## Rows from a pointing dataset
= = = = =

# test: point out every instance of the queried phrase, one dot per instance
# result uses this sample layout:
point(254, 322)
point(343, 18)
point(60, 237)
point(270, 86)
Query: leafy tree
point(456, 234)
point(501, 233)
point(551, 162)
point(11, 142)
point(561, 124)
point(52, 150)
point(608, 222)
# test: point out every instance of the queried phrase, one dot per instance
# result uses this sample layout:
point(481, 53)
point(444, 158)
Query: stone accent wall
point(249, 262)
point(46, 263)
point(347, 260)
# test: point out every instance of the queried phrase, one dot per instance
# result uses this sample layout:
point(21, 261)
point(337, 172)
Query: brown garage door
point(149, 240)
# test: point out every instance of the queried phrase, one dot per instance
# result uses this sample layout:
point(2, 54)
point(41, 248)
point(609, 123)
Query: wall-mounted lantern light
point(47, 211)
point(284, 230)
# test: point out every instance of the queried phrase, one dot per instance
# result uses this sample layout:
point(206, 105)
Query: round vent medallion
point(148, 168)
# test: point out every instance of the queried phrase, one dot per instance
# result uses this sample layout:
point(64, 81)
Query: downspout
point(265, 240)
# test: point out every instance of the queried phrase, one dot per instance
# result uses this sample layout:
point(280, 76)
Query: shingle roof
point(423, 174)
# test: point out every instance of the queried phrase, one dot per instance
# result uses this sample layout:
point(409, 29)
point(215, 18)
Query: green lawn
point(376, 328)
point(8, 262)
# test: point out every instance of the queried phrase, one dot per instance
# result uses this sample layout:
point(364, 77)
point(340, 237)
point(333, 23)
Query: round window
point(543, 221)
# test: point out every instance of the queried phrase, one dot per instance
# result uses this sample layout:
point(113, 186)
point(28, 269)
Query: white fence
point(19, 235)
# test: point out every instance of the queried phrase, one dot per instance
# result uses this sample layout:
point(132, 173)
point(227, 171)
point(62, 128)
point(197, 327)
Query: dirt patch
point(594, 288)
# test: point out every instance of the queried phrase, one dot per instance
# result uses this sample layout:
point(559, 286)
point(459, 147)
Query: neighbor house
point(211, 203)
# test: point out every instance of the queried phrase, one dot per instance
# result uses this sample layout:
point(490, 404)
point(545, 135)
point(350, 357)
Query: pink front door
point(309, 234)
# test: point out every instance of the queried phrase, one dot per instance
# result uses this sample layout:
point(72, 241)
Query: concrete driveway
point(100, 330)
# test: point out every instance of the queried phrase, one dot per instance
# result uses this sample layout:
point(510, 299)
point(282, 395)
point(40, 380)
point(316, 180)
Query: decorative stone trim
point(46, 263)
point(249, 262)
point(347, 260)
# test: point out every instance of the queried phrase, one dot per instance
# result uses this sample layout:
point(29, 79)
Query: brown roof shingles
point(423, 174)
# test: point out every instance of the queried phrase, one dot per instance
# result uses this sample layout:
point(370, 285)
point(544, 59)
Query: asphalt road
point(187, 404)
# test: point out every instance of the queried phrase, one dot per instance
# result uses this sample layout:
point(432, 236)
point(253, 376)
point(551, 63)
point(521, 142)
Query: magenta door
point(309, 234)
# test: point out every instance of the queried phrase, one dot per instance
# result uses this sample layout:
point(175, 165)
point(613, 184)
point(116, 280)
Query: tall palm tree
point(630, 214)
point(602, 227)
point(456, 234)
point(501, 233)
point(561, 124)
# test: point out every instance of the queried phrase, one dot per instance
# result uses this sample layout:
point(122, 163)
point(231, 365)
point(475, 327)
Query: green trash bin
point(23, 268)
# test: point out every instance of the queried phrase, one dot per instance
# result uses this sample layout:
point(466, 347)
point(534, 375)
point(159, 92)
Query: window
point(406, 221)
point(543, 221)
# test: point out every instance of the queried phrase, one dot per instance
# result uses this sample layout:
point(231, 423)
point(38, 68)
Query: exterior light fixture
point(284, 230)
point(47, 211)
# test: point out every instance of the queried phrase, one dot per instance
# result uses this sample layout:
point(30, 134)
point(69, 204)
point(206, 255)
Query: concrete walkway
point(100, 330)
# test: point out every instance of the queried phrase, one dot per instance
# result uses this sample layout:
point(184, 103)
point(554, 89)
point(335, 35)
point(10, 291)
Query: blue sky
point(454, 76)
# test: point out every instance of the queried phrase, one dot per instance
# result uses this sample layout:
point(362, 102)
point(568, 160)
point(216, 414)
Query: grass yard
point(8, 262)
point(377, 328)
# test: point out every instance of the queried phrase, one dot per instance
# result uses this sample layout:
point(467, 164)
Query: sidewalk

= = = = =

## What you have to do
Copy each record from above without leaving any out.

## Complete output
# test: point out every instance of the queried phrase, one dot per instance
# result uses this sample layout:
point(254, 322)
point(343, 18)
point(60, 237)
point(270, 86)
Query: leafy tree
point(456, 234)
point(501, 233)
point(551, 162)
point(11, 142)
point(561, 124)
point(52, 150)
point(608, 222)
# test: point out every instance of the queried phrase, one dot per instance
# result uses this sample layout:
point(481, 53)
point(444, 158)
Query: stone accent wall
point(249, 262)
point(46, 263)
point(347, 260)
# test: point out every instance of the queried phrase, one dot per instance
# result uses this sample layout:
point(21, 261)
point(337, 172)
Query: brown garage door
point(149, 240)
# test: point out every instance of the queried phrase, one dot per instance
# result uses this sample layout:
point(2, 54)
point(41, 248)
point(609, 123)
Query: wall-mounted lantern light
point(47, 211)
point(284, 230)
# test: point out every instance of the queried phrase, one dot per instance
# result uses this sample layout:
point(206, 105)
Query: round vent medallion
point(148, 168)
# test: point out every instance of the queried phrase, one dot per instance
# result uses this sample layout:
point(64, 81)
Query: downspout
point(265, 240)
# test: point out every instance of the queried phrase, one dot per instance
# result uses this sample layout:
point(280, 76)
Query: shingle roof
point(423, 174)
# test: point out every instance of the queried phrase, one dot per instance
# result uses this sample layout:
point(409, 29)
point(215, 18)
Query: green lawn
point(376, 328)
point(8, 262)
# test: point out every instance of the queried phrase, one dot per instance
# result uses this sample layout:
point(364, 77)
point(340, 237)
point(333, 23)
Query: round window
point(543, 221)
# test: point out every instance of the queried phrase, one dot per instance
# result uses this sample layout:
point(113, 186)
point(28, 269)
Query: white fence
point(19, 235)
# test: point out every instance of the queried phrase, one dot per instance
# result uses this sample layout:
point(132, 173)
point(227, 171)
point(62, 128)
point(197, 327)
Query: dirt patch
point(594, 288)
# test: point out every instance of the queried phrase, one dot per instance
# result uses this sample layout:
point(559, 286)
point(459, 147)
Query: neighbor house
point(211, 203)
# test: point out every instance of the queried phrase, one dot per instance
# result uses this sample layout:
point(490, 404)
point(545, 135)
point(350, 357)
Query: pink front door
point(309, 234)
# test: point out every instance of the queried phrase, one dot per instance
# result uses this sample layout:
point(72, 241)
Query: concrete driveway
point(100, 330)
# test: point out every instance of the queried phrase, one dot per instance
# result uses this sample layout:
point(510, 299)
point(282, 395)
point(40, 380)
point(316, 180)
Query: decorative stone trim
point(46, 263)
point(249, 262)
point(347, 260)
# test: point out every instance of the queried phrase, one dot per instance
# result uses this sample layout:
point(29, 79)
Query: brown roof shingles
point(423, 174)
# test: point out every instance of the queried phrase, one dot per instance
# result uses this sample layout:
point(370, 285)
point(544, 59)
Query: asphalt road
point(187, 404)
# test: point out every instance of the queried phrase, one dot per instance
# result uses this sample layout:
point(432, 236)
point(253, 376)
point(551, 63)
point(521, 142)
Query: magenta door
point(309, 234)
# test: point out every instance of the queried phrase, one dot per instance
# result uses this sample layout:
point(175, 165)
point(613, 184)
point(116, 280)
Query: tall palm tree
point(630, 214)
point(602, 227)
point(456, 234)
point(501, 233)
point(561, 124)
# test: point out every instance of the queried phrase, one dot per instance
# result uses this sample layout:
point(122, 163)
point(231, 365)
point(475, 327)
Query: green trash bin
point(23, 268)
# test: point out every instance of the queried phrase, one dot per instance
# result uses this sample layout:
point(466, 347)
point(534, 375)
point(159, 92)
Query: window
point(406, 221)
point(543, 221)
# test: point out every instance of the queried phrase, one dot per instance
# result uses this sample layout:
point(231, 423)
point(38, 68)
Query: exterior light fixture
point(284, 230)
point(47, 211)
# test: point out every instance of the queried phrase, one dot per instance
# result uses this sample layout:
point(30, 134)
point(69, 204)
point(206, 255)
Query: concrete walkway
point(100, 330)
# test: point out every instance of the queried phrase, one dot per instance
# result uses this sample layout:
point(184, 103)
point(554, 89)
point(335, 35)
point(10, 291)
Query: blue sky
point(454, 76)
# test: point out every instance of the queried phrase, one dot per instance
# result uses this sample layout:
point(362, 102)
point(568, 160)
point(216, 414)
Query: grass yard
point(8, 262)
point(377, 328)
# test: point out every instance of the queried phrase, one dot per instance
# result uses this sample layout:
point(467, 164)
Query: sidewalk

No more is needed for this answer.